■ **Task**
Put every line of the entries below into a Markdown table with the columns "Row" and "Line", numbering each row and leaving out blank lines.

** start Working data **

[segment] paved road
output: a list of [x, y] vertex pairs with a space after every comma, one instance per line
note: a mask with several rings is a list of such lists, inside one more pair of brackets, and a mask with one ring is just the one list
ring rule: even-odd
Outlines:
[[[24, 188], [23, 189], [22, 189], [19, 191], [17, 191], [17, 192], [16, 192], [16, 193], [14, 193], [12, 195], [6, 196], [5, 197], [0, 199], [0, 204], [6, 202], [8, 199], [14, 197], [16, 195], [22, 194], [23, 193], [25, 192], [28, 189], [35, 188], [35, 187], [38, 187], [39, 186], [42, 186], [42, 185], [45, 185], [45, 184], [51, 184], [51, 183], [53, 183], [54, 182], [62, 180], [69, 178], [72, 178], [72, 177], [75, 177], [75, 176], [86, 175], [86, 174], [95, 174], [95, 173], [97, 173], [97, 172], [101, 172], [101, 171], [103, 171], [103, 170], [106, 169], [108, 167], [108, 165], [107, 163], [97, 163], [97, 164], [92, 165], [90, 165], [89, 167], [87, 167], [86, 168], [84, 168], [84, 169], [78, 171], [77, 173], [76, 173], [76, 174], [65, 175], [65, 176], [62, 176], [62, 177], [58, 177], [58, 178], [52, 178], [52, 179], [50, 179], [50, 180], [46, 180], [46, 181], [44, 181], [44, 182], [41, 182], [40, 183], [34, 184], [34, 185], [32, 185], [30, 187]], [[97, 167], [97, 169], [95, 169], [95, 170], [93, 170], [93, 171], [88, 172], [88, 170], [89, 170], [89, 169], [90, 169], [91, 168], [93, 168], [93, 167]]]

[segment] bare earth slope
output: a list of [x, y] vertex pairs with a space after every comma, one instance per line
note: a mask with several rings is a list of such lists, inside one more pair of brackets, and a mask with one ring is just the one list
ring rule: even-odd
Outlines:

** end Working data **

■ **Answer to this problem**
| Row | Line |
|---|---|
| 1 | [segment] paved road |
| 2 | output: a list of [x, y] vertex pairs with a space after every comma, one instance per line |
| 3 | note: a mask with several rings is a list of such lists, inside one more pair of brackets, and a mask with one ring is just the one list |
| 4 | ring rule: even-odd |
| 5 | Outlines: |
| 6 | [[[24, 188], [23, 189], [22, 189], [19, 191], [17, 191], [17, 192], [16, 192], [16, 193], [14, 193], [12, 195], [6, 196], [5, 197], [0, 199], [0, 204], [6, 202], [8, 199], [14, 197], [16, 195], [22, 194], [23, 193], [25, 192], [28, 189], [35, 188], [35, 187], [38, 187], [39, 186], [42, 186], [42, 185], [45, 185], [45, 184], [51, 184], [51, 183], [53, 183], [54, 182], [62, 180], [69, 178], [72, 178], [72, 177], [75, 177], [75, 176], [86, 175], [86, 174], [95, 174], [95, 173], [97, 173], [97, 172], [101, 172], [101, 171], [103, 171], [103, 170], [106, 169], [108, 167], [108, 165], [107, 163], [97, 163], [97, 164], [92, 165], [90, 165], [89, 167], [87, 167], [86, 168], [84, 168], [84, 169], [78, 171], [77, 173], [76, 173], [76, 174], [65, 175], [65, 176], [62, 176], [62, 177], [58, 177], [58, 178], [52, 178], [52, 179], [50, 179], [50, 180], [46, 180], [46, 181], [44, 181], [44, 182], [41, 182], [40, 183], [34, 184], [34, 185], [32, 185], [30, 187]], [[97, 167], [97, 169], [95, 169], [95, 170], [93, 170], [93, 171], [88, 172], [88, 170], [89, 170], [89, 169], [90, 169], [91, 168], [93, 168], [93, 167]]] |
| 7 | [segment] bare earth slope |
| 8 | output: a list of [x, y] vertex pairs with a space after every comma, one instance per line |
| 9 | note: a mask with several rings is a list of such lists, inside one more pair of brackets, and a mask with one ring is just the one list |
| 10 | ring rule: even-odd |
| 11 | Outlines: |